Saved entries

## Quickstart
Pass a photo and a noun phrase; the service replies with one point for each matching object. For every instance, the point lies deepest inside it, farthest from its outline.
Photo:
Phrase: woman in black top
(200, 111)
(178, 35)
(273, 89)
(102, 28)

> **Description of the task**: Each line above needs to be repeated exactly, with nothing omitted.

> **The answer**:
## Quickstart
Pass a photo and a noun phrase; the service replies with one point for each matching object. For every instance, the point lies deepest inside it, farthest from its outline.
Photo:
Phrase: woman in black top
(200, 111)
(178, 35)
(273, 89)
(102, 28)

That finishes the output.